** Exercices **
a) Extrayez de la critique de Lovely Bones le passage qui commence par "Susie Salmon est" et se poursuit jusqu'à "entend nous asséner.".
b) D'après la critique de Lovely Bones, à quel âge Susie Salmon est-elle tuée ?

** Texte fourni **
┄┄┄┄┄┄┄┄┄┄┄┄┄┄┄┄┄┄┄┄

Susie Salmon est violée et tuée à 14 ans par un voisin car elle ne s’est pas assez méfiée de sa pédo-moustache pourtant proéminente. Du haut de l’entre-deux mondes fantasmatique de son après-vie, elle observe sa famille, ses amis, et son meurtrier, dans les mois de deuils qui suivent sa disparition.
Et pis, c’est tout. Oui, c’est maigre. Adapté d’un best seller tendance Ripolin-Marc Levy, Lovely Bones est le premier film vraiment fastidieux de Jackson. Fastidieux et même carrément rebutant d’affectation et de cucuterie. Le texte du quatrième de couv’ est intégralement un copier-coller de Marie-Claire, ce qui donne une idée du public-cible et de la teneur du propos qu’on entend nous asséner.

┄┄┄┄┄┄┄┄┄┄┄┄┄┄┄┄┄┄┄┄

** Lignes du corpus **
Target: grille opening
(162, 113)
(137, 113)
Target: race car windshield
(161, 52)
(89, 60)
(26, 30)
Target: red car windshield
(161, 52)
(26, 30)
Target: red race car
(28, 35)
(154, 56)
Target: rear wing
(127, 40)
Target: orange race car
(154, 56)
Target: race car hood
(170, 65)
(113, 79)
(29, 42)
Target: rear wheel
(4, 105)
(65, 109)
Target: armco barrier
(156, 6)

┄┄┄┄┄┄┄┄┄┄┄┄┄┄┄┄┄┄┄┄

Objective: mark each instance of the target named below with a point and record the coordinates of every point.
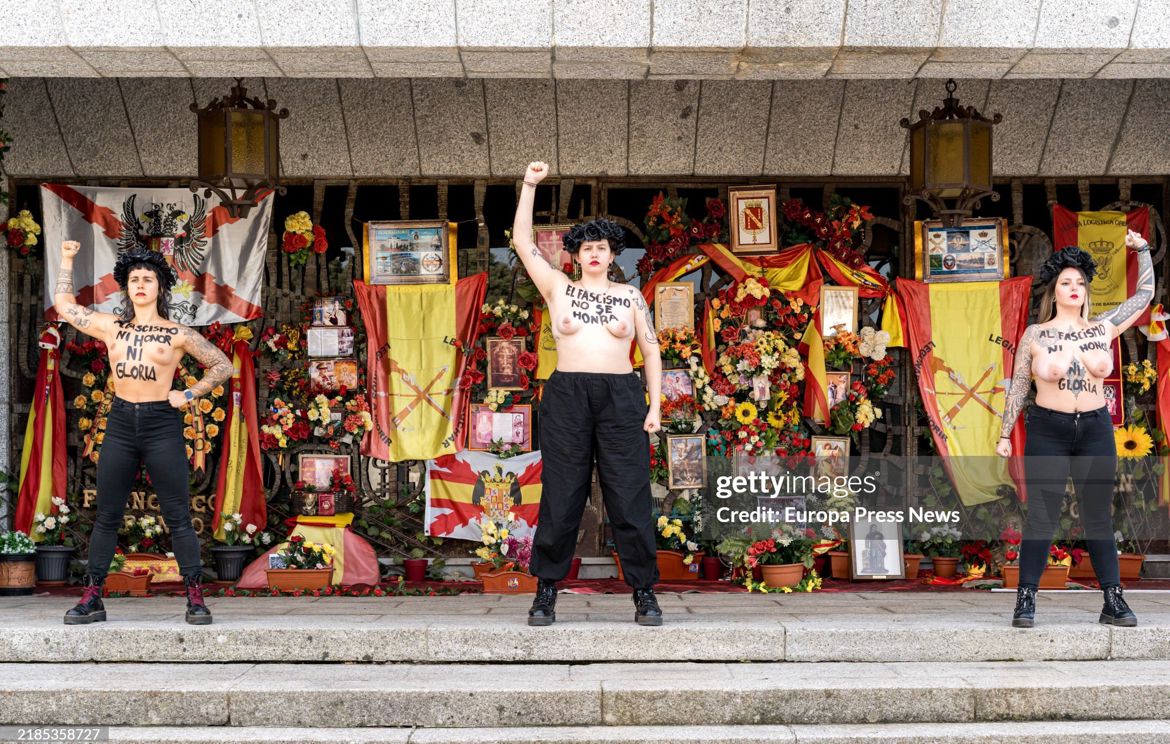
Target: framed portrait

┄┄┄┄┄┄┄┄┄┄┄┄┄┄┄┄┄┄┄┄

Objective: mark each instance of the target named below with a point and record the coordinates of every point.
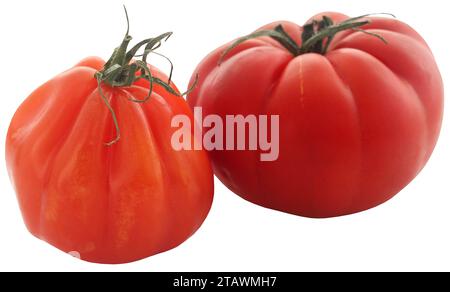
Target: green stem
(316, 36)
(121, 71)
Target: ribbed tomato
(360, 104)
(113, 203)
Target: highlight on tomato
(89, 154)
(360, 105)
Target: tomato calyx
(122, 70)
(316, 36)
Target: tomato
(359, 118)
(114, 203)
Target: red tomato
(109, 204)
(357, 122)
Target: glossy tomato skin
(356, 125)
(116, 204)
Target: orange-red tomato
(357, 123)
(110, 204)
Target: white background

┄┄┄┄┄┄┄┄┄┄┄┄┄┄┄┄┄┄┄┄

** Corrigé **
a)
Susie Salmon est violée et tuée à 14 ans par un voisin car elle ne s’est pas assez méfiée de sa pédo-moustache pourtant proéminente. Du haut de l’entre-deux mondes fantasmatique de son après-vie, elle observe sa famille, ses amis, et son meurtrier, dans les mois de deuils qui suivent sa disparition.
Et pis, c’est tout. Oui, c’est maigre. Adapté d’un best seller tendance Ripolin-Marc Levy, Lovely Bones est le premier film vraiment fastidieux de Jackson. Fastidieux et même carrément rebutant d’affectation et de cucuterie. Le texte du quatrième de couv’ est intégralement un copier-coller de Marie-Claire, ce qui donne une idée du public-cible et de la teneur du propos qu’on entend nous asséner.

b) À 14 ans.